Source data
_ _ _ _ _ _ _

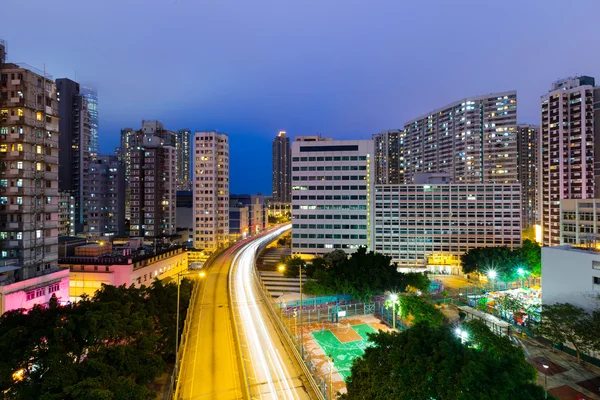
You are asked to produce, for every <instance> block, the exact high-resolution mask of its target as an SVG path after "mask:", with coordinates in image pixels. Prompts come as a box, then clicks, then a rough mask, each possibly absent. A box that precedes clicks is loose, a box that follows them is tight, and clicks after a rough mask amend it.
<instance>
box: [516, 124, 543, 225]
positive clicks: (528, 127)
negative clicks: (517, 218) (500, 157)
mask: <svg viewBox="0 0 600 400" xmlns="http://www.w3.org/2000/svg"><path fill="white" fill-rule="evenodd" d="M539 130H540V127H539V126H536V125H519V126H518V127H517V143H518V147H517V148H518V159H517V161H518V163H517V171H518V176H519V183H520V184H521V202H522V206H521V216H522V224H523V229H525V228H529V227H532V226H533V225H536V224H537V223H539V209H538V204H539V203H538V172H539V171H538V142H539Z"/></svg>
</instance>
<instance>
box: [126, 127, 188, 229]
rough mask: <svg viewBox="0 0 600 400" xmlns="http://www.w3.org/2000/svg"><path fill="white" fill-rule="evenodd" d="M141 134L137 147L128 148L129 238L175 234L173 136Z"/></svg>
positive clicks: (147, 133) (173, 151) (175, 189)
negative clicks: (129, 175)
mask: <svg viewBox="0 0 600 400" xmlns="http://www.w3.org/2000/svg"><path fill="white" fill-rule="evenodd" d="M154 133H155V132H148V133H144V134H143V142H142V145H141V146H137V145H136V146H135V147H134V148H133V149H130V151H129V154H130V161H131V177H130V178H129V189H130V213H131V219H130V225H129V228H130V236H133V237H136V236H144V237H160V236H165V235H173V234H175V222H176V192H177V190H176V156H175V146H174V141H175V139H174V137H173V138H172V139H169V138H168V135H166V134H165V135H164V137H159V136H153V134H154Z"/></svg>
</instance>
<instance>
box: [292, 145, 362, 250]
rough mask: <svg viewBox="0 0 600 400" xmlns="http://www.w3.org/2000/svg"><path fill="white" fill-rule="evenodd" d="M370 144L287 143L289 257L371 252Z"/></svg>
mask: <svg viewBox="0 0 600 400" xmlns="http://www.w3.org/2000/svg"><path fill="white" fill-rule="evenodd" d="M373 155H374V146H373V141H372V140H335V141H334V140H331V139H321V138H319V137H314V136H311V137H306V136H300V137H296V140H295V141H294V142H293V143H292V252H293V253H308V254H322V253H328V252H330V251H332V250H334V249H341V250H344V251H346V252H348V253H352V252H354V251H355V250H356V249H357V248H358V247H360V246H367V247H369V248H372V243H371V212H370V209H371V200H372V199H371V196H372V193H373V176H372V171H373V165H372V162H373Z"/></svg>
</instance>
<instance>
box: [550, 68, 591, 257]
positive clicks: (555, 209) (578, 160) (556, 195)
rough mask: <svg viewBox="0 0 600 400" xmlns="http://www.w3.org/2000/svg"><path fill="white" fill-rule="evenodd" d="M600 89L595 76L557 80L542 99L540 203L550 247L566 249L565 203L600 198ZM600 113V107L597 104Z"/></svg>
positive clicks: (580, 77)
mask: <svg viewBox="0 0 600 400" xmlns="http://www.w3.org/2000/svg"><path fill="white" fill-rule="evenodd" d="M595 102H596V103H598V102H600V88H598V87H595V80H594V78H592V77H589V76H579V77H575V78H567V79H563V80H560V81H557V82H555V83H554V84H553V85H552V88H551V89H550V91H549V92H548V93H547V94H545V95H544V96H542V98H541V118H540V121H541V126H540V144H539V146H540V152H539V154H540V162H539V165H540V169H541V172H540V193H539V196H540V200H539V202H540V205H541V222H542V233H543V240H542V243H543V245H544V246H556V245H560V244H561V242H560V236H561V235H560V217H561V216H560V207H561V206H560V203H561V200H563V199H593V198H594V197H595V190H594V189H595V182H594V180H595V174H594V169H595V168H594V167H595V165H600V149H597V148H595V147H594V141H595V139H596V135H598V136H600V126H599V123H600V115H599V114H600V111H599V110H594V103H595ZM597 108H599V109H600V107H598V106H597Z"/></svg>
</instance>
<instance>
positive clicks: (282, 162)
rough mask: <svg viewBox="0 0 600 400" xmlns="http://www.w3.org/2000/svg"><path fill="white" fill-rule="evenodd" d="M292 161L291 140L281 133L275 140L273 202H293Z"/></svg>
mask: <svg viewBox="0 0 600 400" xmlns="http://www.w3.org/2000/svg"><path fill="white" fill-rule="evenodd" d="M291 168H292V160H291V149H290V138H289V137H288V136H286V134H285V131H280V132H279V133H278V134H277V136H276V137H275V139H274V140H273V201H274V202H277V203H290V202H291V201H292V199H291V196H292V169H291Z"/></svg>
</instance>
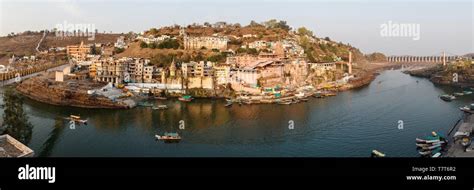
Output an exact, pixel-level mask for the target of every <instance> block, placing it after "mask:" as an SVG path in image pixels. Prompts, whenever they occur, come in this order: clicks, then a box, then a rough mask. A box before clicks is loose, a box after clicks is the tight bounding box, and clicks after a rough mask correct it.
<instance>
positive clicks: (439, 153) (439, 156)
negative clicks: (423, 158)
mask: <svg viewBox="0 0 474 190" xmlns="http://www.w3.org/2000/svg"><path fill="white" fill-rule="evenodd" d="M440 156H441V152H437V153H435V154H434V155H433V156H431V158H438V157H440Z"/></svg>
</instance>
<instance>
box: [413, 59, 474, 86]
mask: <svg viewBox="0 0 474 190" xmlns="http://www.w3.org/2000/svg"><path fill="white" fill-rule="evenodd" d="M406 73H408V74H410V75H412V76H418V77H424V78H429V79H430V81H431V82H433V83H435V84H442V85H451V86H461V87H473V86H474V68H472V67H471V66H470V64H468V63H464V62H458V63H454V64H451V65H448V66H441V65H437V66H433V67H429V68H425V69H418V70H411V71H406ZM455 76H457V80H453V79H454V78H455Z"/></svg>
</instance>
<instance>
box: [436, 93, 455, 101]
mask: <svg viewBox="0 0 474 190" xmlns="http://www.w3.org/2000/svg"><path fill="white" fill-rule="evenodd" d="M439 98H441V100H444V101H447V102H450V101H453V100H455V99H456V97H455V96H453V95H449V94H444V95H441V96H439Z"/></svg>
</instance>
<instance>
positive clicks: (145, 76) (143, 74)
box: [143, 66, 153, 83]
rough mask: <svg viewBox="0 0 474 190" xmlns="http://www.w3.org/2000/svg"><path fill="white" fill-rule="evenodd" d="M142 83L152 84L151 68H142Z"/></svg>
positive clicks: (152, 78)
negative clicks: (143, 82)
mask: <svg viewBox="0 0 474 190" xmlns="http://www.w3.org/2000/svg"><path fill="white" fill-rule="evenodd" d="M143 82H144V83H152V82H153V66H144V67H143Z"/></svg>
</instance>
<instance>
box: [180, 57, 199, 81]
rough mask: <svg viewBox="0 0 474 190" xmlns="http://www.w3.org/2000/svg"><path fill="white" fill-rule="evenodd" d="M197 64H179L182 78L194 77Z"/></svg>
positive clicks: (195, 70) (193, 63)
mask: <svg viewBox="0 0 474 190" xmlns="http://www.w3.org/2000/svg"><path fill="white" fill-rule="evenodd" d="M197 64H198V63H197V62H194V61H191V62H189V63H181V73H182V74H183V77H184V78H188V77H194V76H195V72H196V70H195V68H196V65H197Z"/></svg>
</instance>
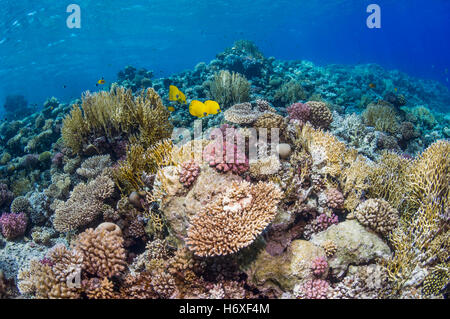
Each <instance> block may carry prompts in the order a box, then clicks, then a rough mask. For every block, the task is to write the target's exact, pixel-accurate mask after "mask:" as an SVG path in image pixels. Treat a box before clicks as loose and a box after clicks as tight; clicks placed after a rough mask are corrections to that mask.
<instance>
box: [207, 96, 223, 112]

_ _ _ _ _ _ _

Directions for this task >> Please give every line above again word for word, apart from the pictures.

Output for this exercise >>
You are asked to produce, for every <instance> block, the exact high-resolution mask of its target as an SVG path after "mask:", with coordinates in image pixels. Prompts come as a box, then clicks, then a rough mask, each possibly absent. A box that precedes clicks is loose, a box that follows them is tight, and clicks after a rough mask amend it.
<instance>
box: [516, 124, 543, 225]
positive clicks: (528, 127)
negative clicks: (517, 218) (500, 157)
mask: <svg viewBox="0 0 600 400" xmlns="http://www.w3.org/2000/svg"><path fill="white" fill-rule="evenodd" d="M539 130H540V127H539V126H536V125H519V126H518V127H517V143H518V147H517V148H518V159H517V161H518V163H517V171H518V176H519V183H520V184H521V202H522V206H521V216H522V224H523V229H525V228H529V227H532V226H533V225H536V224H537V223H539V209H538V204H539V203H538V172H539V171H538V142H539Z"/></svg>
</instance>
<instance>
box: [126, 127, 188, 229]
rough mask: <svg viewBox="0 0 600 400" xmlns="http://www.w3.org/2000/svg"><path fill="white" fill-rule="evenodd" d="M141 134L137 147L128 148L129 238L175 234L173 136Z"/></svg>
positive clicks: (147, 133) (173, 151) (175, 189)
negative clicks: (129, 175)
mask: <svg viewBox="0 0 600 400" xmlns="http://www.w3.org/2000/svg"><path fill="white" fill-rule="evenodd" d="M154 133H155V132H148V133H144V134H143V142H142V145H141V146H137V145H136V146H135V147H134V148H133V149H130V151H129V154H130V161H131V177H130V178H129V189H130V213H131V219H130V225H129V228H130V236H133V237H136V236H144V237H160V236H165V235H173V234H175V222H176V192H177V190H176V156H175V146H174V141H175V139H174V137H173V138H172V139H169V138H168V135H166V134H165V135H164V137H159V136H153V134H154Z"/></svg>
</instance>
<instance>
box: [292, 145, 362, 250]
rough mask: <svg viewBox="0 0 600 400" xmlns="http://www.w3.org/2000/svg"><path fill="white" fill-rule="evenodd" d="M370 144L287 143L289 257L371 252Z"/></svg>
mask: <svg viewBox="0 0 600 400" xmlns="http://www.w3.org/2000/svg"><path fill="white" fill-rule="evenodd" d="M373 155H374V146H373V141H372V140H335V141H334V140H331V139H321V138H319V137H314V136H311V137H306V136H300V137H296V140H295V141H294V142H293V143H292V252H293V253H308V254H322V253H328V252H330V251H332V250H334V249H341V250H344V251H346V252H348V253H352V252H354V251H355V250H356V249H357V248H358V247H360V246H367V247H369V248H372V243H371V212H370V209H371V200H372V199H371V196H372V193H373V176H372V171H373V165H372V162H373Z"/></svg>
</instance>
<instance>
box: [550, 68, 591, 257]
positive clicks: (555, 209) (578, 160) (556, 195)
rough mask: <svg viewBox="0 0 600 400" xmlns="http://www.w3.org/2000/svg"><path fill="white" fill-rule="evenodd" d="M600 89L595 76L557 80L542 99L540 203L550 247L566 249L565 203L600 198ZM600 113V107L597 104Z"/></svg>
positive clicks: (580, 77)
mask: <svg viewBox="0 0 600 400" xmlns="http://www.w3.org/2000/svg"><path fill="white" fill-rule="evenodd" d="M595 102H596V103H598V102H600V88H598V87H595V80H594V78H592V77H589V76H579V77H575V78H567V79H563V80H560V81H557V82H555V83H554V84H553V85H552V88H551V89H550V91H549V92H548V93H547V94H545V95H544V96H542V98H541V118H540V121H541V126H540V144H539V146H540V152H539V154H540V162H539V165H540V169H541V172H540V193H539V196H540V200H539V202H540V205H541V222H542V233H543V240H542V243H543V245H544V246H556V245H560V244H561V242H560V236H561V235H560V217H561V216H560V207H561V206H560V203H561V200H563V199H593V198H594V197H595V190H594V189H595V182H594V180H595V174H594V169H595V168H594V167H595V165H600V149H597V148H595V147H594V141H595V139H596V135H598V136H600V126H599V123H600V115H599V114H600V111H599V110H594V103H595ZM597 108H599V109H600V107H598V106H597Z"/></svg>
</instance>
<instance>
positive clicks: (282, 162)
rough mask: <svg viewBox="0 0 600 400" xmlns="http://www.w3.org/2000/svg"><path fill="white" fill-rule="evenodd" d="M292 161L291 140L281 133L275 140L273 202H293Z"/></svg>
mask: <svg viewBox="0 0 600 400" xmlns="http://www.w3.org/2000/svg"><path fill="white" fill-rule="evenodd" d="M291 168H292V160H291V149H290V138H289V137H288V136H286V134H285V131H280V132H279V133H278V134H277V136H276V137H275V139H274V140H273V201H274V202H277V203H290V202H291V201H292V199H291V196H292V169H291Z"/></svg>
</instance>
Output an exact, pixel-level mask for the target of every <instance> block, placing it after "mask:" as an SVG path in image pixels. Prompts, whenever they occur, come in this order: clicks, then a box, then a rough mask. A box before clicks is loose, a box after clicks is the tight bounding box, and clicks after a rough mask correct it.
<instance>
positive clicks: (439, 153) (439, 156)
negative clicks: (423, 158)
mask: <svg viewBox="0 0 474 190" xmlns="http://www.w3.org/2000/svg"><path fill="white" fill-rule="evenodd" d="M440 156H441V152H437V153H435V154H434V155H433V156H431V158H438V157H440Z"/></svg>
</instance>
<instance>
box: [413, 59, 474, 86]
mask: <svg viewBox="0 0 474 190" xmlns="http://www.w3.org/2000/svg"><path fill="white" fill-rule="evenodd" d="M406 73H408V74H410V75H412V76H418V77H424V78H429V79H430V81H431V82H433V83H435V84H442V85H451V86H461V87H473V86H474V68H472V67H471V66H470V64H468V63H464V62H458V63H454V64H451V65H448V66H441V65H437V66H433V67H429V68H425V69H418V70H411V71H406ZM455 76H457V80H453V79H454V78H455Z"/></svg>
</instance>
<instance>
box: [436, 93, 455, 101]
mask: <svg viewBox="0 0 474 190" xmlns="http://www.w3.org/2000/svg"><path fill="white" fill-rule="evenodd" d="M439 98H441V100H444V101H447V102H450V101H453V100H455V99H456V97H455V96H453V95H449V94H444V95H441V96H439Z"/></svg>
</instance>
<instance>
positive clicks: (145, 76) (143, 74)
box: [143, 66, 153, 83]
rough mask: <svg viewBox="0 0 474 190" xmlns="http://www.w3.org/2000/svg"><path fill="white" fill-rule="evenodd" d="M142 83L152 84L151 68H142Z"/></svg>
positive clicks: (152, 78)
negative clicks: (143, 82)
mask: <svg viewBox="0 0 474 190" xmlns="http://www.w3.org/2000/svg"><path fill="white" fill-rule="evenodd" d="M143 82H144V83H152V82H153V66H144V67H143Z"/></svg>
</instance>
<instance>
box: [180, 57, 199, 81]
rough mask: <svg viewBox="0 0 474 190" xmlns="http://www.w3.org/2000/svg"><path fill="white" fill-rule="evenodd" d="M197 64H179L182 78L194 77Z"/></svg>
positive clicks: (195, 70) (193, 63)
mask: <svg viewBox="0 0 474 190" xmlns="http://www.w3.org/2000/svg"><path fill="white" fill-rule="evenodd" d="M197 64H198V63H197V62H194V61H191V62H189V63H181V73H182V74H183V77H184V78H188V77H194V76H195V72H196V70H195V68H196V65H197Z"/></svg>
</instance>
Each <instance> block may carry prompts in the order a box, then clicks, then a rough mask. For every block, the task is to write the target's exact, pixel-accurate mask after "mask:" as an SVG path in image pixels. Treat a box before clicks as loose and a box after clicks as tight; clicks placed after a rough mask are corrections to that mask.
<instance>
box: [207, 96, 223, 112]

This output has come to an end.